# Your instructions:
Copy the stretch of the post on Obama's election from "Here in Berkeley, California" through "lost its way.", word for word.

# Selection:
09 November 2008

The Hope for Some Audacity


Here in Berkeley, California everyone is happy about Barack Obama's election. The only time Berkeley experiences more collective joy than what we saw and heard here on election night is after a Cal football victory. People have been positively beaming to one another; sharing hopes and dreams for a country that they despaired had permanently lost its way.

The election seems to be one of those transformative moments in our country's history. As with 9/11 and the Kennedy assassination, we'll start marking events as pre Obama election and post. November 4, 2008, a demarcation point. Of course, the whole thing could go rather badly. History teaches us to take nothing for granted. But I suspect that, at worst, a whole new generation will have come to believe in the possibilities of our political system and have hope. People without hope are defeated. The hopelessness that permeated much of this country has suddenly been replaced by belief. Most of the rest of the world shares our joy. This may or may not be the greatest country in the world but it surely is the most important. The rest of the world understands that and sees that we've taken a turn in the right direction.

It also appears that the current brand of neoconservatism is dead in the water. Young voters came out in force for Democrats. Surely conservatives will raise again like Lazarus, trying to prune government and bolster business. Meanwhile, there is an opportunity to use government for good and all, not for oil and the privileged few. The cynical politics of division can be set aside for a time and the Constitution restored. Hopefully the new form of conservatism will disengage from the religious right and hateful zealots like Ann Coulter and Rush Limbaugh. I grew up when the Republicans were the loyal opposition of the likes of Nelson Rockefeller and Everett Dirksen. Even Barry Goldwater was a straight shooter. There was none of the Rovian slash and burn campaigning. Goodness, imagine if someone had suggested tried to Swift Boat..er, PT Boat, John Kennedy.

# Source material:

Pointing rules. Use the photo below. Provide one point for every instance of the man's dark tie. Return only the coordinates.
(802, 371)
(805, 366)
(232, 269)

# Final result:
Here in Berkeley, California everyone is happy about Barack Obama's election. The only time Berkeley experiences more collective joy than what we saw and heard here on election night is after a Cal football victory. People have been positively beaming to one another; sharing hopes and dreams for a country that they despaired had permanently lost its way.